Image-grounded pointing data →
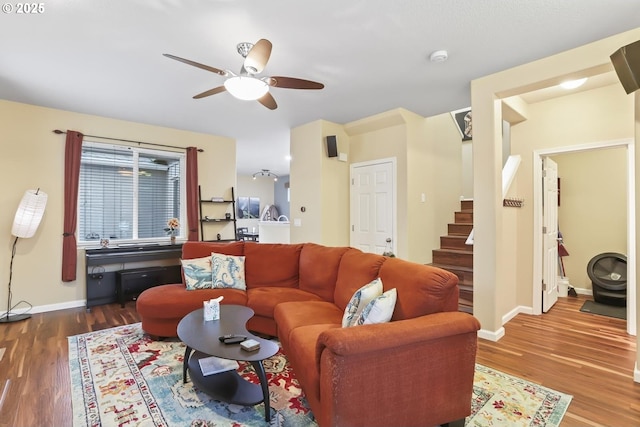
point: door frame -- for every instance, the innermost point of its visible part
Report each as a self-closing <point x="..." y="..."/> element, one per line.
<point x="627" y="143"/>
<point x="550" y="235"/>
<point x="394" y="186"/>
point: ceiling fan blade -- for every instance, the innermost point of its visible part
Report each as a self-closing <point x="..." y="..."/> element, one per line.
<point x="210" y="92"/>
<point x="196" y="64"/>
<point x="268" y="101"/>
<point x="293" y="83"/>
<point x="258" y="57"/>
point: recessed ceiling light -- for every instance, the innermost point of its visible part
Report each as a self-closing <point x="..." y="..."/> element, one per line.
<point x="572" y="84"/>
<point x="439" y="56"/>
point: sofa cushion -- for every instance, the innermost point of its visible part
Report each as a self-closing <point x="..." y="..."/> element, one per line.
<point x="272" y="264"/>
<point x="227" y="271"/>
<point x="379" y="310"/>
<point x="304" y="359"/>
<point x="292" y="315"/>
<point x="361" y="299"/>
<point x="194" y="249"/>
<point x="264" y="300"/>
<point x="422" y="289"/>
<point x="174" y="301"/>
<point x="356" y="269"/>
<point x="197" y="273"/>
<point x="319" y="269"/>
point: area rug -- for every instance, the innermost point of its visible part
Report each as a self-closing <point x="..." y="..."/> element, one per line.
<point x="604" y="309"/>
<point x="121" y="377"/>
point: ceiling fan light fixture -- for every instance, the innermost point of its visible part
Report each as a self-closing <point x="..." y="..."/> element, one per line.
<point x="267" y="173"/>
<point x="246" y="88"/>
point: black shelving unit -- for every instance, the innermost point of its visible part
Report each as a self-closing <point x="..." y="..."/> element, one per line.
<point x="206" y="220"/>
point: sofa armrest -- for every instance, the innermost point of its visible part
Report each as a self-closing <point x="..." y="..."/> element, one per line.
<point x="366" y="338"/>
<point x="423" y="365"/>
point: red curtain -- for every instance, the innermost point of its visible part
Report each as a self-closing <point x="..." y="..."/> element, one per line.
<point x="72" y="155"/>
<point x="192" y="192"/>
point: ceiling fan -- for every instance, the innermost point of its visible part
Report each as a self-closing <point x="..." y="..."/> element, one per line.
<point x="246" y="85"/>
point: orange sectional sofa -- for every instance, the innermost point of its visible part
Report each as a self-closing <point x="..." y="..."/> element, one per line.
<point x="416" y="370"/>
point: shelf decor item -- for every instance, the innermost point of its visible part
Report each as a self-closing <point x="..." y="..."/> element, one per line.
<point x="172" y="229"/>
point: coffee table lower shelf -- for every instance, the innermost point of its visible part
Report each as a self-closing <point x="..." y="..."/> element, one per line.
<point x="227" y="386"/>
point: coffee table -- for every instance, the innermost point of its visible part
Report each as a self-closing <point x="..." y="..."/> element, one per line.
<point x="202" y="336"/>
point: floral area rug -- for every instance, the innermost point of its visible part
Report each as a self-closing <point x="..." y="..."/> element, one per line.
<point x="121" y="377"/>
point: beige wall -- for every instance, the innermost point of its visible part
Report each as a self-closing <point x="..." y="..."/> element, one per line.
<point x="565" y="127"/>
<point x="262" y="188"/>
<point x="305" y="174"/>
<point x="605" y="114"/>
<point x="35" y="158"/>
<point x="592" y="215"/>
<point x="427" y="154"/>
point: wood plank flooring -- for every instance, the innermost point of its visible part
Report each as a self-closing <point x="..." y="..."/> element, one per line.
<point x="588" y="356"/>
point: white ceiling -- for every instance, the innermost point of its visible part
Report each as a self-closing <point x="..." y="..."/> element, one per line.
<point x="104" y="57"/>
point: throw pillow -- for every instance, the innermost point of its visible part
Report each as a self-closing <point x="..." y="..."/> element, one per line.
<point x="380" y="309"/>
<point x="359" y="301"/>
<point x="227" y="271"/>
<point x="197" y="273"/>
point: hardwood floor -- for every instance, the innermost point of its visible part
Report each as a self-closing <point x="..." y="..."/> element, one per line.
<point x="588" y="356"/>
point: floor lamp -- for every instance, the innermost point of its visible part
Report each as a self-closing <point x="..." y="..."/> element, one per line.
<point x="25" y="224"/>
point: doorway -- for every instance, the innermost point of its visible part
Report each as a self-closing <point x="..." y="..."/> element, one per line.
<point x="538" y="217"/>
<point x="373" y="206"/>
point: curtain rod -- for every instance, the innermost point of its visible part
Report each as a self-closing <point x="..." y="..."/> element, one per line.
<point x="58" y="131"/>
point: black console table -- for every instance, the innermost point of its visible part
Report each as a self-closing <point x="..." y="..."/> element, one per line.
<point x="124" y="284"/>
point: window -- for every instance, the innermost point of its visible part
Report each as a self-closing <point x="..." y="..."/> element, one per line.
<point x="128" y="193"/>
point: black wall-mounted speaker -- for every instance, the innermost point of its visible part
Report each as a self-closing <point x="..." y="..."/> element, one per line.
<point x="626" y="62"/>
<point x="332" y="146"/>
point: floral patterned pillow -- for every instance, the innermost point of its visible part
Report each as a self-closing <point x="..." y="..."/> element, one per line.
<point x="227" y="271"/>
<point x="380" y="309"/>
<point x="360" y="300"/>
<point x="197" y="273"/>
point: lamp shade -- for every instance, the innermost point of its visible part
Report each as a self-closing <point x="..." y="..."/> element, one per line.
<point x="29" y="213"/>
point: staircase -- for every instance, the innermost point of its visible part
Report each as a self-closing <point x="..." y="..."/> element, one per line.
<point x="456" y="256"/>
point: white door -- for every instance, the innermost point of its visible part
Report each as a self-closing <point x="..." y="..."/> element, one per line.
<point x="372" y="206"/>
<point x="550" y="234"/>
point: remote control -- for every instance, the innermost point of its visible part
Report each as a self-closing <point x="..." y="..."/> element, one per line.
<point x="235" y="340"/>
<point x="224" y="338"/>
<point x="250" y="345"/>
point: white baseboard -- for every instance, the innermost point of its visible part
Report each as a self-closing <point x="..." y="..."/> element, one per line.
<point x="513" y="313"/>
<point x="491" y="335"/>
<point x="48" y="307"/>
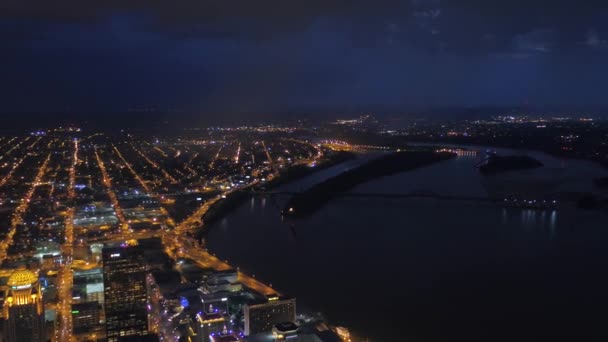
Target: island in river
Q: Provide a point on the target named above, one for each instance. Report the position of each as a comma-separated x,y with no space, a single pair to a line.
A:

What the task requires →
Could you find every line in the records above that has the string "area" and copy it?

Your solution →
point: area rug -- for every instance, the innermost point of its visible part
point: floral area rug -- for every instance, the innermost point of its visible part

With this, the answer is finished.